Records for processing

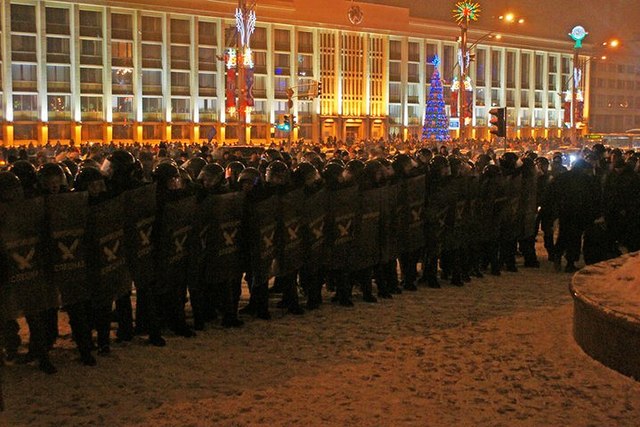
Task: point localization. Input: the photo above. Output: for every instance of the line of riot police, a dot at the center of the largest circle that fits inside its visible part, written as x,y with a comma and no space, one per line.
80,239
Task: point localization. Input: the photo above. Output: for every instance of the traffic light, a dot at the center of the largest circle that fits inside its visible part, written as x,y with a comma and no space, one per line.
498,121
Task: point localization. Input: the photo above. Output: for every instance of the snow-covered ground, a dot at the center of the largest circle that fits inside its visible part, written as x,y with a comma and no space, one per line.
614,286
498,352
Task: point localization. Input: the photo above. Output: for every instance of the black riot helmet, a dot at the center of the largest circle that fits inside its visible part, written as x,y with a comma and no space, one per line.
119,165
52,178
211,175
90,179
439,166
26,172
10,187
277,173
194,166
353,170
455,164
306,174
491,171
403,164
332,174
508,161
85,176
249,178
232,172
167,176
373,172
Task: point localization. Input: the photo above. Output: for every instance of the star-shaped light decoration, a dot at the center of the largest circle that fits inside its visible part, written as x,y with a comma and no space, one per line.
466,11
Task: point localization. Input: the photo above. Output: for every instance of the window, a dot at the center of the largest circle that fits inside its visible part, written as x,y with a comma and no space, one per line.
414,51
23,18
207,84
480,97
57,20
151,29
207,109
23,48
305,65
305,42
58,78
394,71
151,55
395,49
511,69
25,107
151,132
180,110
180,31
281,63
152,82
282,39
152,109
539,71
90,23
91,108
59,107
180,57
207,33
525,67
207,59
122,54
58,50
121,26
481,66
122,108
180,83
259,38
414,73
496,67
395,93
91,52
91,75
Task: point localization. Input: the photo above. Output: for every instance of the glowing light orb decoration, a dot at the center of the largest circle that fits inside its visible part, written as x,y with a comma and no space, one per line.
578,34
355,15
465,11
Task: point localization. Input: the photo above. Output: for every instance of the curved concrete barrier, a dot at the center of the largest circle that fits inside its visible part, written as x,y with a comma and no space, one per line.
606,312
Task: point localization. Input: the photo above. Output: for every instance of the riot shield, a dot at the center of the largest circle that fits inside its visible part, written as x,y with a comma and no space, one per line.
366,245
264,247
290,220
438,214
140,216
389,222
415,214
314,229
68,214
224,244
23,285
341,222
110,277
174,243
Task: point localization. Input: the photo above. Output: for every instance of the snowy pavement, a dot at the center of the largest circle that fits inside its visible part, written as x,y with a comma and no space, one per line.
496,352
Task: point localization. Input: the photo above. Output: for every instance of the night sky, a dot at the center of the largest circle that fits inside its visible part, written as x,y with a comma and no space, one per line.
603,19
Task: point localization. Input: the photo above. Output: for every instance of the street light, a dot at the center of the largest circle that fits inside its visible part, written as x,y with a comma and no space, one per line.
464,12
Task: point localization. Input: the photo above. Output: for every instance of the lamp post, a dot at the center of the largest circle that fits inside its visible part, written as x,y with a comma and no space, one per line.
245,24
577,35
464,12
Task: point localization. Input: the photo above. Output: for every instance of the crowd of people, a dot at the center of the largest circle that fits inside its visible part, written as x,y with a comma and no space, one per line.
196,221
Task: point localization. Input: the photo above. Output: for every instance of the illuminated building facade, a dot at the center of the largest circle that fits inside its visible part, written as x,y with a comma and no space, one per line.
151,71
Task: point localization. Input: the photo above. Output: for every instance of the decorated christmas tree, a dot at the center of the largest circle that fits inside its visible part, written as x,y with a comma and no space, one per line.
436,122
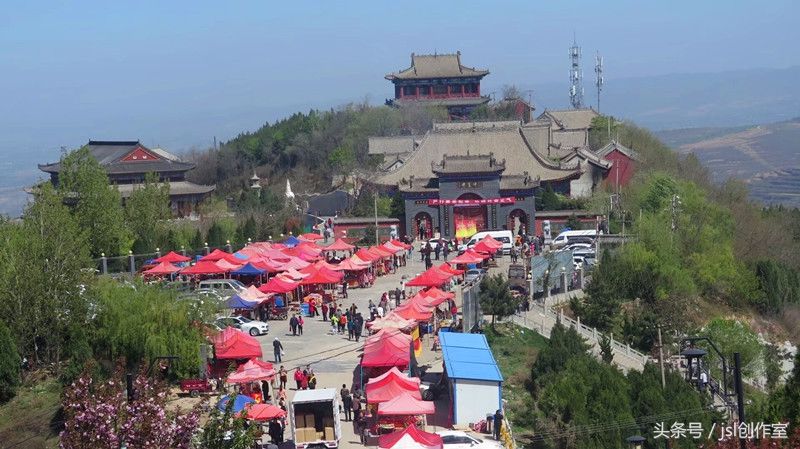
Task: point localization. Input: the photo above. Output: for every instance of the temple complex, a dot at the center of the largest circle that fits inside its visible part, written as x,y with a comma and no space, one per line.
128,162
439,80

Problem description
Apart from the images, reproduce the listing exactly as it appears.

Solution to this exercise
Task: point localization. Input: the photo above. Output: for every instance of the line of riot police, a dot at the center of the largest circle that fits inside its visible part, written as x,y with a comma and no space, one per line.
80,239
Task: point localization. Input: the photo above. Output: for every instance of the traffic light, a dot at the center of the largest circle that fits inside its visible part, written as x,y with a comma and no space, one per line.
498,121
Task: point localization. Input: the photo above. Output: for every instance of the snow-covered ground, a dot at the center of the largest circle that fits inside its visible part, written as x,y with a comma and no space, one per line.
614,286
498,352
Task: point localization. Input: the photo above. Output: for every instance of the black riot helmet, a dot at the center of the largest circle that fits inside its visible part, written as x,y with a comma and no space, one per line.
119,165
52,178
211,175
90,179
439,166
26,172
10,187
277,173
194,166
353,170
455,164
306,174
491,171
403,164
332,174
508,161
85,176
249,178
232,172
167,176
373,172
Task: point localization. Input: the photo above. Output: for every instance of the star-shaped light decoration, a dot at the center of the largest circle that fits inside its visible part, written as x,y with a comma and no space, one per line.
466,11
Task: point localization. Input: the photo above. Output: for every instance of the window, a dot at the center of the largest circle that fits inside its visible part, written as x,y with a comma and no space, one per line.
414,51
23,18
207,84
480,97
57,20
151,29
207,109
23,48
305,65
305,42
58,78
394,71
151,55
395,49
511,69
25,107
151,132
180,110
180,31
281,63
152,82
282,39
152,109
539,71
90,23
91,108
59,107
180,57
207,33
525,67
207,59
122,54
58,50
121,26
481,66
122,108
180,83
259,38
414,73
496,67
395,93
91,52
91,75
Task: point localization. Input: the photo above. Output: for every instance of the glowing light orb decoration, a dot at the center of the largest circle that fits inside its visible part, written as x,y with a comma and no space, one per line.
578,34
355,15
465,11
Task: point localization. Input: the photo above. Output: for every instance of the curved concrete barrier, a dot at the center of the largest circle that fits inside its visible part, written as x,y with a comma and no space, one per line.
606,312
Task: point localization. Input: the photo above. Output: for every instance of the riot shield, a dot at the center of the largest circle that fits inside its visible part, written as x,y with a comma and no space, one per line.
366,245
264,247
290,220
438,214
140,216
389,222
415,214
314,229
68,214
224,244
23,285
341,222
110,277
174,243
Task: point localization. Input: the photo above. Output: for every instance of the snowy pavement, a dot at the center of the largest circle that fits inside its visible part, written as x,y with a comma and no space, one per line.
496,352
Task: point localization. Input: the photo above. Output: for every instance of the night sky, a dot at the center of the largest circle that fits inside its visible part, written as x,y with a comma and no space, one per line.
603,19
Task: point localization. Input: the photo above. Output: for every instance of the street light, a dot at the center of the largest circle that fits inside its visible part, written as x,y with a comma and no space, one per line.
464,12
Task: point localization. Input: the photo above. Output: for every instance of the lamp post, a dot at the center of the largest circle that fits inside its visible part, written as x,y with a comma and no space, one per line.
245,24
577,35
464,12
Task: point localization. Input: the photo above. Output: for every instance of the crowd of people, a dot at the center of the largest circle that fits inside its visible part, written as x,y with a comma and no space, one per line.
196,221
Task: point localization. Input: the photo above. Output: for every instance of the illuminated building facade, a dot at the center of the largest circle that fits inside its visible part, written as x,y with a comma and no space, one per line.
151,71
Task: point localization. Input: the photo above. Output: for every instance of the decorated christmas tree, a dot at the center of the largest circle that fits inside its visible part, written as x,y with a comma and no space, one per line.
436,122
Task: point localization. Input: the photo above. Output: for every instance of the temple complex, a dot at the center of the largest circle that fits inside its visible part, written as x,y with a comma and no space, one per line.
128,162
439,80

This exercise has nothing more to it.